== Task to complete ==
Count the lines in the listing below that contain the word "photo" and report that number alone.

+-------+

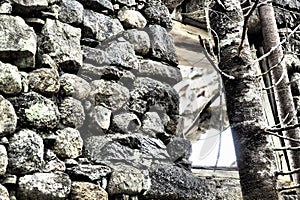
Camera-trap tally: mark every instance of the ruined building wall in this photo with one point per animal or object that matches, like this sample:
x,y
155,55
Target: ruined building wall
x,y
87,105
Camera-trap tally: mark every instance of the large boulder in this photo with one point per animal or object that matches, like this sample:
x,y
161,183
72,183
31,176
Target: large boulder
x,y
71,12
46,186
86,190
62,42
35,110
10,79
8,117
18,42
99,26
25,152
162,46
108,93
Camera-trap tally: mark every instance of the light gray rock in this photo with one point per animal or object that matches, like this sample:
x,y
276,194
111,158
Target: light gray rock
x,y
160,72
68,143
125,123
46,186
100,117
52,163
152,95
157,13
86,190
10,79
128,3
95,56
72,85
110,94
8,117
5,7
4,195
18,42
3,160
152,124
126,180
140,40
25,152
132,19
35,110
98,5
62,42
71,12
72,112
99,26
25,7
162,46
91,172
44,80
121,53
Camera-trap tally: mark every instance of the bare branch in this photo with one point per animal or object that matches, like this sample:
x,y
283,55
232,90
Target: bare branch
x,y
275,47
288,188
247,17
286,148
288,172
282,137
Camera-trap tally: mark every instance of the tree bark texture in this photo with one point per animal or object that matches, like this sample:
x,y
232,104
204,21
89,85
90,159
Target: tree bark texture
x,y
282,91
255,158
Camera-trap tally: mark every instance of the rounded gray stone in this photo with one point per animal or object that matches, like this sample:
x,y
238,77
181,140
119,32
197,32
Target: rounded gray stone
x,y
8,117
25,152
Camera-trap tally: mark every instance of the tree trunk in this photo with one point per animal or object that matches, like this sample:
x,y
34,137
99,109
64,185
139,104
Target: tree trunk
x,y
282,91
255,158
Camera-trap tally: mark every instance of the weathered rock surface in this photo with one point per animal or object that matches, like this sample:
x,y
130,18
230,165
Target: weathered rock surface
x,y
72,112
10,79
71,12
160,72
152,95
100,118
152,124
98,5
68,143
89,172
157,13
25,152
136,150
47,186
44,80
8,117
4,195
52,163
176,183
72,85
108,93
140,40
99,26
86,190
62,42
121,53
125,123
35,110
18,42
132,19
162,46
126,180
3,161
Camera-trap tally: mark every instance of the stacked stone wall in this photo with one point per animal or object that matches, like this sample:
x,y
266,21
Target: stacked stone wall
x,y
87,105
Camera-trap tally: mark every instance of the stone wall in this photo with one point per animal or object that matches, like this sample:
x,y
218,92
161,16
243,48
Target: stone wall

+-------+

== Expected answer ==
10